- Stated problem
Reproduce the data from the start up to and including the line that contains "M 200 0 L 0", substituting "clear sky" for "blue sky" and leaving everything else unchanged.

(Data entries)
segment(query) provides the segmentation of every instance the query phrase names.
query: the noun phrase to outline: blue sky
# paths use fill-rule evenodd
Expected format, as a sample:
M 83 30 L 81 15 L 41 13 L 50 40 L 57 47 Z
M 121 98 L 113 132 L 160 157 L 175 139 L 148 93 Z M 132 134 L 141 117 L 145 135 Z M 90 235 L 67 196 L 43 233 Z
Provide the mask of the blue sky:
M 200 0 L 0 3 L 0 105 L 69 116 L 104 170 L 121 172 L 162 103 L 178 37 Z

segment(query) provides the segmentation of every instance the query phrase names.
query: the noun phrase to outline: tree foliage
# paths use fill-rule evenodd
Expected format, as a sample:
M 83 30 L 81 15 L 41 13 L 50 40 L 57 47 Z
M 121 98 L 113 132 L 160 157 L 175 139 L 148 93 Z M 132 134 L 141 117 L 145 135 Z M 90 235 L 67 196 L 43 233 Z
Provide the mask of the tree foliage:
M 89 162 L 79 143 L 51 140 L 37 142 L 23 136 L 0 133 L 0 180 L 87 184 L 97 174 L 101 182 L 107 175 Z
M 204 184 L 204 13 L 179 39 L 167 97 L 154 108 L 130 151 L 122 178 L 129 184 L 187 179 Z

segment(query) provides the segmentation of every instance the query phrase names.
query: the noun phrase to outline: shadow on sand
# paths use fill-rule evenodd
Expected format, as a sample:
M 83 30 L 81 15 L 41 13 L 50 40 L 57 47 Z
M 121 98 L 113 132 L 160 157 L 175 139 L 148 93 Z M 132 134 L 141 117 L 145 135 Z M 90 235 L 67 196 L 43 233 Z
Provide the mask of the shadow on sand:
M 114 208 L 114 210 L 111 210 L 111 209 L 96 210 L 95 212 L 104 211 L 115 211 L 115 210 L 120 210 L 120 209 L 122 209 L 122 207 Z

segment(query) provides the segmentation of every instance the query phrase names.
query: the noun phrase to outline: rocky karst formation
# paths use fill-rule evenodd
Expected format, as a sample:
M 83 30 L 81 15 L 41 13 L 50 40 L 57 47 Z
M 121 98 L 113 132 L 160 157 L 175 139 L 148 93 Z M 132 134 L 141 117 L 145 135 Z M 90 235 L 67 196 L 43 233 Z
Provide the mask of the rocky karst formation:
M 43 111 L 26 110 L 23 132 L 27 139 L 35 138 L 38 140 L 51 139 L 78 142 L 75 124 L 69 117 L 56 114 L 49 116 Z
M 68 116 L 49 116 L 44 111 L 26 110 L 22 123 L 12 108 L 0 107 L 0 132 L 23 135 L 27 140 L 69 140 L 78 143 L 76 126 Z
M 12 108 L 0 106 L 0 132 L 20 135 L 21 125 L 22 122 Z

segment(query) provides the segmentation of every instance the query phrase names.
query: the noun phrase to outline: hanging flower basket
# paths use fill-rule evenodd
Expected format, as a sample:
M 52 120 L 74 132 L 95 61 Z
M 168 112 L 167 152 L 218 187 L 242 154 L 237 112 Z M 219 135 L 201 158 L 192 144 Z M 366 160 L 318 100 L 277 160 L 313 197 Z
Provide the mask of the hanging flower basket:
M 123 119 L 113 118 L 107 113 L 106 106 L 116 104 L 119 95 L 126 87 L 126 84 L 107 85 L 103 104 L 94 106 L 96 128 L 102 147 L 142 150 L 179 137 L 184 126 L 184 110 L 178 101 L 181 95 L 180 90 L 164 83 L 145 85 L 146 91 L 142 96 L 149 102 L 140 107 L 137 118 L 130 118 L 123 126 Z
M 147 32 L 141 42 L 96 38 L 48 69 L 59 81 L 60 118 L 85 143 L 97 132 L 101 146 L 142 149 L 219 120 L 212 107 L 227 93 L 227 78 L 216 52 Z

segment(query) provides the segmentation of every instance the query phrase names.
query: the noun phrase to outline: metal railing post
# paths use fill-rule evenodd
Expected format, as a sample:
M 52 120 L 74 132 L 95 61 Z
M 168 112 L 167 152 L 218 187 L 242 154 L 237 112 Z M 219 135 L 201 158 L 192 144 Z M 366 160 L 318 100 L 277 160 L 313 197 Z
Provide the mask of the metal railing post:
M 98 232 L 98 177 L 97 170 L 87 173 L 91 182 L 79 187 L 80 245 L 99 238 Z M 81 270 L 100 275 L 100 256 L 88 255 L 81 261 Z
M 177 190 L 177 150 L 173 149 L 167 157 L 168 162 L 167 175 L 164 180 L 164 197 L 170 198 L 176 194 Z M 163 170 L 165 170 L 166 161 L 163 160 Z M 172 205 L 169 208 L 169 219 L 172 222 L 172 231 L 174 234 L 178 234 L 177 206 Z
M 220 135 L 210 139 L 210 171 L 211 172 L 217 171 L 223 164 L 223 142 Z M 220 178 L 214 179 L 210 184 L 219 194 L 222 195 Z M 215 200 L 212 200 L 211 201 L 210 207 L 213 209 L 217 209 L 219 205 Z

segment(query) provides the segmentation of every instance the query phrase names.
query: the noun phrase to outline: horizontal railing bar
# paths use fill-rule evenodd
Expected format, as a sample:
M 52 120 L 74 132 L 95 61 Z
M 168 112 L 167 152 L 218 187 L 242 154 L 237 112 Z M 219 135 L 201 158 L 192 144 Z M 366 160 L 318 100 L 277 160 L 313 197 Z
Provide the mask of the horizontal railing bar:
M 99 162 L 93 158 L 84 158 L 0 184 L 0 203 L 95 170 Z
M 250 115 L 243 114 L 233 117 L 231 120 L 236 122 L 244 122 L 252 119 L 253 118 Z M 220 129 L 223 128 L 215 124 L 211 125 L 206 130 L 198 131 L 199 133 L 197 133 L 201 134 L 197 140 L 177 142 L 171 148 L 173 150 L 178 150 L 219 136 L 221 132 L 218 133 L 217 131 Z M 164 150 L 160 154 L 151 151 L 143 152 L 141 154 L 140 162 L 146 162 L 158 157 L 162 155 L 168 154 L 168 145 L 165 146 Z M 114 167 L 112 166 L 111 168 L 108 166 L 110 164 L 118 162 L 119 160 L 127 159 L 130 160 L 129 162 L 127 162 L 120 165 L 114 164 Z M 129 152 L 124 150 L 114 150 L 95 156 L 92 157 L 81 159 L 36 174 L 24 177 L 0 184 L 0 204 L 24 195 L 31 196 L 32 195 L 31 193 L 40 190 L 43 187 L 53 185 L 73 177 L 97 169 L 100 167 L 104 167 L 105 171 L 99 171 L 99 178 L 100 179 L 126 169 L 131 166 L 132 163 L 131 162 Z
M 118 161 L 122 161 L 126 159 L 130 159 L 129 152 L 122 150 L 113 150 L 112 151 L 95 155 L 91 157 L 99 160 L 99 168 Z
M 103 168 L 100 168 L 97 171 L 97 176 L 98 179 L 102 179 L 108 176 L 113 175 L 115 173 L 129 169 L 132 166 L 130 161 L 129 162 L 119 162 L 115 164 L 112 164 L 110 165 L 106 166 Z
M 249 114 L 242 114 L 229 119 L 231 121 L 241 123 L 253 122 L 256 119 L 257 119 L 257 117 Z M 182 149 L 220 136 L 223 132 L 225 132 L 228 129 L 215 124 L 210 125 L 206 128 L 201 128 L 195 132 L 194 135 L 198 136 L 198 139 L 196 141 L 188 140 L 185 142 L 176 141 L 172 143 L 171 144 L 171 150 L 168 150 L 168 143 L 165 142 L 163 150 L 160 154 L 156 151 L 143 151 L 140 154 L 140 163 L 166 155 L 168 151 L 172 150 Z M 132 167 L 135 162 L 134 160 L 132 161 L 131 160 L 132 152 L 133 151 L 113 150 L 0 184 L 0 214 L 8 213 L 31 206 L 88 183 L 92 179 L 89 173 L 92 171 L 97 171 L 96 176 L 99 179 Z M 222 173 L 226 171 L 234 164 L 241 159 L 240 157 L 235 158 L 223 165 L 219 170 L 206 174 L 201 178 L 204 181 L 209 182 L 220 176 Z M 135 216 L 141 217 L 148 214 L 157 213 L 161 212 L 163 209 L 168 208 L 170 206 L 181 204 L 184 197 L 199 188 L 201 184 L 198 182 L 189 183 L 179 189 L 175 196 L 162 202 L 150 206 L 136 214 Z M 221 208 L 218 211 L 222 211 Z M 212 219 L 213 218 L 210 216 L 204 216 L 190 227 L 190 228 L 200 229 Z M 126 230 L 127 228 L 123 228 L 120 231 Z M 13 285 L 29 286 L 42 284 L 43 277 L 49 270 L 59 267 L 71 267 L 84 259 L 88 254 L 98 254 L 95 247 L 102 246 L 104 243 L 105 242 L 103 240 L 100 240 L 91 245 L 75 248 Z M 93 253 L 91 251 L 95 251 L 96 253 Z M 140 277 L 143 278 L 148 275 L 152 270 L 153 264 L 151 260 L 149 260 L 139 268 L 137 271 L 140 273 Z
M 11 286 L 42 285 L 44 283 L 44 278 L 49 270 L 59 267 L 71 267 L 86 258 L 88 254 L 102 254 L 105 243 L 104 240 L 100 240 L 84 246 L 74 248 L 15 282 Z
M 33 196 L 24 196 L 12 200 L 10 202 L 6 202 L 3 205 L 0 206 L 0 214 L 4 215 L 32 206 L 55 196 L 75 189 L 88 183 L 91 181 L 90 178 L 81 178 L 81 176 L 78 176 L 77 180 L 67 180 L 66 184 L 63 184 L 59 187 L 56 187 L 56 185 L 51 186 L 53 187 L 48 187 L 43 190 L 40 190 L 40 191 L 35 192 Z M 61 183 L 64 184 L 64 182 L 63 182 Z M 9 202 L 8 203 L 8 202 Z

- Task solution
segment(query) provides the segmentation of every instance the query phrase names.
query: the noun phrase to outline: clear sky
# paths use fill-rule evenodd
Expected format, as a sample:
M 83 30 L 81 15 L 41 13 L 50 40 L 57 47 Z
M 121 98 L 113 132 L 160 157 L 175 139 L 148 93 Z M 132 134 L 141 117 L 145 135 Z M 90 235 L 67 196 L 43 233 Z
Provide the mask of the clear sky:
M 200 0 L 0 3 L 0 105 L 69 116 L 104 170 L 121 172 L 162 103 L 178 37 Z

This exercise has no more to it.